In its public role, the station played sophisticated, soothing sounds. Behind the scenes, however, its administration was unnecessarily secretive and manipulative, playing political games, most often at the expense of female employees, who were rarely, if ever, promoted. As a nationally recognized music critic and former program director myself, I had a reputation that garnered a certain level of respect from the administration. But watching colleagues deal with a capricious, incongruent system tested my patience. Consoling these people inadvertently became part of my job, as several of my most creative work-related friends would burst into the announcing studio in tears, telling me ever more disturbing tales of maltreatment to the tempestuous accompaniment of Rachmaninoff, Wagner, and Ravel. As a lowly announcer myself, I was powerless to initiate organizational change, yet as an individual with a certain amount of leadership presence, I could occasionally turn the tide in my own favor. The ability to teach these skills to my fellow employees eluded me, however, mostly because I was unaware of key nonverbal elements influencing the most frustrating, as well as the most successful, of these pivotal interactions.

At the same time, I was perplexed by the famous musicians I encountered. Most people, radio station managers included, suppress emotion, hiding their true intentions behind bland smiles and passive-aggressive maneuvers, only to blow up at inopportune moments under stress. Yet artists rewarded handsomely for expressing emotion were likewise leading highly dysfunctional lives. It seemed that suppression and expression were two sides of the same dysfunctional coin, and my faith in the sanity of our species was deteriorating — fast.

- _STATED EXERCISE 1_
Convert the rows, from the line containing "target: man's shoulder" down through the final line of the rows, into a JSON list of strings with one string per line and blank lines left out.

(Shape labeling records)
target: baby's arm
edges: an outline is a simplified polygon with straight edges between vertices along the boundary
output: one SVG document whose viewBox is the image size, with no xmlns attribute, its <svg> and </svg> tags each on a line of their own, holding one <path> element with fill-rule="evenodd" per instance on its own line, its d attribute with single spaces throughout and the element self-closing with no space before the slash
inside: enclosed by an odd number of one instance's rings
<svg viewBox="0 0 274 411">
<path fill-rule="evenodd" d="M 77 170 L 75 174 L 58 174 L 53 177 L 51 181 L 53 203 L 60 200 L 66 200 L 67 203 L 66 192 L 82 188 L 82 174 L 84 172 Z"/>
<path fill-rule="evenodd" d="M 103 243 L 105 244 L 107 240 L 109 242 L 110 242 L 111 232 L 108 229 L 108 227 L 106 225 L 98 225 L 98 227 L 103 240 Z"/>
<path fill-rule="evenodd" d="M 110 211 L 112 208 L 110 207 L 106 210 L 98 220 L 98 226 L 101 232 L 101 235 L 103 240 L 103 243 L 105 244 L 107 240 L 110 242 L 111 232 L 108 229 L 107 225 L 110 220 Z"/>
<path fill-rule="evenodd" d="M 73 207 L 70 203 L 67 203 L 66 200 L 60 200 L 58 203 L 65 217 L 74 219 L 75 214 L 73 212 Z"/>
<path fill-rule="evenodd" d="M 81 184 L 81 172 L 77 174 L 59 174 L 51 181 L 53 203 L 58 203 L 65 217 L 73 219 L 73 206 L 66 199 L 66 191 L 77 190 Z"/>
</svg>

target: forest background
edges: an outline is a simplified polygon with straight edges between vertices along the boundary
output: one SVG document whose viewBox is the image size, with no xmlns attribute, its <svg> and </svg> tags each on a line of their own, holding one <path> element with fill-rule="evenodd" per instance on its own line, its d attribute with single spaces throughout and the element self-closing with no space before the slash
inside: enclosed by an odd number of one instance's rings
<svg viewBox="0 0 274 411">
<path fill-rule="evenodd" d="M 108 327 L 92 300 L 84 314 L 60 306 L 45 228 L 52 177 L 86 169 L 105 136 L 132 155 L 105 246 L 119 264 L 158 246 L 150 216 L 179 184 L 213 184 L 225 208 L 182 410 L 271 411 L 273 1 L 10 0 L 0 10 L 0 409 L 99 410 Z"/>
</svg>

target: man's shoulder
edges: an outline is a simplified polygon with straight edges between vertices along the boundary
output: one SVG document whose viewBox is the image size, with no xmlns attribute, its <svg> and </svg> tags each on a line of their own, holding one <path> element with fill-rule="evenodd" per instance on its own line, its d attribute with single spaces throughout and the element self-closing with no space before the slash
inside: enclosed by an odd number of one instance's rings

- _STATED EXERCISE 2_
According to the excerpt, what kind of sounds did the station play in its public role?

- _COMPLETE OUTPUT 1_
[
  "target: man's shoulder",
  "edges: an outline is a simplified polygon with straight edges between vertices along the boundary",
  "output: one SVG document whose viewBox is the image size, with no xmlns attribute, its <svg> and </svg> tags each on a line of their own, holding one <path> element with fill-rule=\"evenodd\" per instance on its own line, its d attribute with single spaces throughout and the element self-closing with no space before the slash",
  "inside: enclosed by an odd number of one instance's rings"
]

- _COMPLETE OUTPUT 2_
Sophisticated, soothing sounds.